» TEXT PASSAGE
*-*-*

[“Will You Dance for Me” (2011). Dual channel HD video projection with sound (13 min. 45 sec.). “Hiroshima Sleepless Nights: Never Again” (2010). Archival pigment prints mounted on dibond (diptych). “Hiroshima Now: Motoyasugwa River to Cross” (2010). C-type mounted on dibond.]
Ori Gersht’s creative process—beset by and engaged with awareness of memory, experience, and embedded history—converges in “Falling Petals,” his recent series of images up at CRG Gallery through June 25, 2011. Comprised of images garnered from April to May 2010 during a trip to Japan, “Falling Petals” is culmination of his travels to cities affected by World War II (as well as ancient locations in the western part of that nation). In the latter locations, Gersht examined the evolving symbolism of the cherry blossom. Initially associated with Buddhist concepts of renewal, the celebration of life, and good fortune, the cherry blossom was reappropriated during Japan’s 19th century militarization and colonial expansion. Once celebrated as a healthy and abundant flower, the falling of the tree’s petals came to symbolize Kamikaze fighters. In contrasting cherry trees planted before the war in remote and relatively unaffected areas against those planted in Hiroshima’s post-nuclear soil, Gersht explores interplay between life and death.
In using digital cameras to allow for capture of images under extreme light conditions, Gersht questions photography’s very ability as a medium to convey a singular truth or story. His digital process—which presents documentation of assumed and exact locations—allows for questioning the veracity of light and color. By extension, viewers may interpret the “history” of such locations. Thus undermined are defined relationships engaged by photography. Such an understanding of film’s chemical and physical limitations, allows Gersht to more fully push the envelope in terms of the medium’s resonance. What results is Gersht’s highly dimensional vehicle portraying meaning through time, light, and other phenomena—and exposing human memory’s capacity and limitations.

*-*-*

» INFORMATION SUPPLIED
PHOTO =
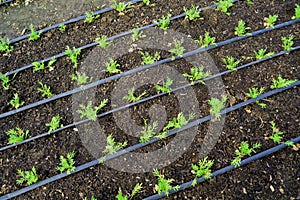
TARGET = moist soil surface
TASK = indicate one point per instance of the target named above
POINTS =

*-*-*

» TASK GOAL
In the review of Ori Gersht's "Falling Petals," why did Gersht use digital cameras, and what does this choice let him question? Answer in one to three sentences.

» TASK SOLUTION
Gersht used digital cameras to capture images under extreme light conditions. This lets him question whether photography as a medium can convey a singular truth or story. His digital process also lets him question the veracity of light and color.